=== Verilen Metin ===

# # # # #

Türkiye’de Hukukun ve Bağımsız Yargının kökünün kazındığına dair bir somut kanıt daha…
Tayyip ve oğlu Bilal’in hesaba kitaba sığmaz vurgunlarından biri olan Konya’daki öğrenci yurdu vurgununa dair bir suç duyurusunda bulunmuştuk dün, tabiî Konya’da. Hatırlanacağı gibi Konya İl Özel İdaresinin bir milyon sekiz yüz bin lira harcayarak yaptırdığı; köy ve kasabalardan gelecek yoksul çocukları barındıracak öğrenci yurdu, 29 yıllığına hiçbir karşılık alınmaksızın Bilal’in başkanı olduğu TÜRGEV’e devredilmişti. Yani peşkeş çekilmişti.
İşin garibi Kredi ve Yurtlar Kurumu bu binanın 100 metre ilerisinde özel bir şahıs malı olan binayı, aylık 160 bin lira ödemek kaydıyla, kiralamış ve yurt olarak kullanıma sokmuştu.
Burada iki yönlü bir vurgun vardı: 1- Bilal’in yaptığı vurgun, 2- Yandaş özel şahıstan kiralanan fahiş fiyatlı yurtla ilgili vurgun. Yani hem Bilal vuruyor, aşırıyor kamu malını, hem de yandaş özel vatandaş. Tayyipgiller böyledir işte. Onların vurgunları da en hayâsızca olan türdendir.
Bu çifte vurguna ilişkin dün vurguncular hakkında suç duyurusunda bulunduk Konya Adliyesinde.
Vurguncular; Tayyip Erdoğan, oğlu Bilal idi ve suç ortakları ise Konya Valisi, Konya Özel İdaresi İl Genel Meclisi üyeleri ve Kredi Yurtlar Kurumu yöneticileri idi. (Suç duyurumuzun tam metni http://www.kurtuluspartisi.org/15-mansetler/586-hkp-genel-merkezi-tarafindan-turgev-yoneticileri-ve-gorevliler-hakkinda-suc-duyurusu.html linkinden okunabilir.)
Bugün konu etmek istediğimiz, Türkiye’nin içine düşürüldüğü şu içler acısı durumdur:
Konya’da yaşayan ve Konya Barosuna kayıtlı Yoldaşımız Orhan Özer, hazırladığı suç duyurusu dilekçesini Adliyeye götürür. Kapısını çaldığı ilk Cumhuriyet Savcısı dilekçeyi alamayacağını belirtir. İkincisi de aynı tutumu alır, kibarca. Arkadaşımız 1970’ten bu yana Konya’da mesleğini yaptığı için savcılarla şahsen de tanışmaktadır, işi gereği. Odasına girdiği üçüncü savcı Yoldaşımıza aynen şu iki cümleyi söyler: “Orhan Bey Başbakan hakkında suç duyurusunda bulunuyorsunuz. Bu sıkıntı yaratır.” Yani böylece her üç savcı da dilekçeyi kabulden kaçınır.

# # # # #

=== Kayıtlar ===

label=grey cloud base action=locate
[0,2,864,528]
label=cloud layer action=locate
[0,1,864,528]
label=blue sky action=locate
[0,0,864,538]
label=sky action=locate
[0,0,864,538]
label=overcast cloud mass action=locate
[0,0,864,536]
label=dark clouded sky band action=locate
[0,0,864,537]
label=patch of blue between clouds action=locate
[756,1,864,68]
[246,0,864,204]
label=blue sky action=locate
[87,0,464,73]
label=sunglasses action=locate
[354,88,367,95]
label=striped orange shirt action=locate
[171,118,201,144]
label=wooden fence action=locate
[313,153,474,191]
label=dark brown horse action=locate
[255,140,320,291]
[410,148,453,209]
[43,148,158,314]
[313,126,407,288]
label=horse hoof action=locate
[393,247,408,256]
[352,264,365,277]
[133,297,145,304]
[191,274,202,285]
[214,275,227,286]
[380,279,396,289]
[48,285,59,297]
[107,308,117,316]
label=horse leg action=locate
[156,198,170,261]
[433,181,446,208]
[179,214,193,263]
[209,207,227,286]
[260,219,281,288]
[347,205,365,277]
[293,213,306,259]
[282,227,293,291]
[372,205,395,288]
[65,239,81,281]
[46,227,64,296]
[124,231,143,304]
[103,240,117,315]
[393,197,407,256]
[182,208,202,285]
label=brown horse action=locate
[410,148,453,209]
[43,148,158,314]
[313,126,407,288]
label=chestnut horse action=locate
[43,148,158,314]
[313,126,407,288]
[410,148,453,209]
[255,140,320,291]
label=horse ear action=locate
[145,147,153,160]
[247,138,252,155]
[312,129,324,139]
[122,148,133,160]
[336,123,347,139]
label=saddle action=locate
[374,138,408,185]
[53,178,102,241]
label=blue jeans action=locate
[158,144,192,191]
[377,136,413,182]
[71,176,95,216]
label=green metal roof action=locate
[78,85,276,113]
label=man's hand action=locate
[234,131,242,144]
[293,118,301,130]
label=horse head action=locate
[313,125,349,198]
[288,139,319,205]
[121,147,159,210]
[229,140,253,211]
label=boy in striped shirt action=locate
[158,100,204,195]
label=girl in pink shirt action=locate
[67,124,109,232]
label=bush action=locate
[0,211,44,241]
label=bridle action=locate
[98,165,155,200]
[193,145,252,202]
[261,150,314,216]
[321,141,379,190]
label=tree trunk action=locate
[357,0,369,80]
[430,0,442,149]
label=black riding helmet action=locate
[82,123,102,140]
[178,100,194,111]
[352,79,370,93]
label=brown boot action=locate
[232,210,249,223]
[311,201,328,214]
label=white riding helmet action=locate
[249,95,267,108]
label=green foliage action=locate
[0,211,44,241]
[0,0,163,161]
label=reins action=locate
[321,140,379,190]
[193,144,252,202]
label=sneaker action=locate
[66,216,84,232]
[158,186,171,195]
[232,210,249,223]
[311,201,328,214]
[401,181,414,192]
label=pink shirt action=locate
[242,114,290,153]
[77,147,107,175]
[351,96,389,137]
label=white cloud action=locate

# # # # #

=== Görev ===
Konya'daki öğrenci yurdunu anlatan metne göre Kredi ve Yurtlar Kurumu, yurt olarak kiraladığı bina için ayda ne kadar ödüyordu?

=== Tamamlanan Görev ===
Kurum, bina için ayda 160 bin lira ödüyordu.